▶ Document
- - -
08010 - Remick Music Corp.
I do NOT know who played this roll, but a good guess would be J.L. Cook. If anyone knows, please add it to the comments. Thank you.
The lyrics were written by Joseph Young (July 4, 1889 – April 21, 1939). He was born in New York. Young was most active from 1911 through the late-1930s, beginning his career working as a singer and songplugger for various music publishers. During World War I, he entertained the U.S. Troops, touring Europe as a singer.
The song was written by Carmen Lombardo. Whistle And Blow Your Blues Away (1932) is one of the best well known and most popular songs from America's Great Depression era.
Although the name Guy Lombardo is most closely identified with the dance band known as the Royal Canadians, his younger brother was the real power behind the organization.
Carmen Lombardo was born in London, Ontario on July 16, 1903. Both he and Guy began taking music lessons at the same time, Guy on violin and Carmen on flute. Over the years, Carmen would switch to saxophone while Guy would just pick up a conductor's baton. The boys made their public debut together in 1914 at a church function. This simple duet was the start of a musical partnership that would last over 55 years.
The band's move to the United States in 1923 brought new opportunities for Carmen as a songwriter and vocalist. Although Carmen's overly formal singing style dated quickly, many of his compositions enjoyed a healthy shelf life with the Royal Canadians. It's easy to see the band's history in a casual listing of Carmen's songs.
- - -
▶ Supplied data
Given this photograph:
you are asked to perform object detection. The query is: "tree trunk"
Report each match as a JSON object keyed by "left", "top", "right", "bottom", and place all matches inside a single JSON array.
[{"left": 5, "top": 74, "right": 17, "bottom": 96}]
- - -
▶ Things to do
a - Reproduce word for word the passage of the page about Whistle And Blow Your Blues Away starting with "The lyrics were" and going on through "behind the organization.".
b - According to the page about Whistle And Blow Your Blues Away, where and when was Carmen Lombardo born?
Rely only on the page about Whistle And Blow Your Blues Away.

▶ Expected outputs
a -
The lyrics were written by Joseph Young (July 4, 1889 – April 21, 1939). He was born in New York. Young was most active from 1911 through the late-1930s, beginning his career working as a singer and songplugger for various music publishers. During World War I, he entertained the U.S. Troops, touring Europe as a singer.
The song was written by Carmen Lombardo. Whistle And Blow Your Blues Away (1932) is one of the best well known and most popular songs from America's Great Depression era.
Although the name Guy Lombardo is most closely identified with the dance band known as the Royal Canadians, his younger brother was the real power behind the organization.

b - In London, Ontario, on July 16, 1903.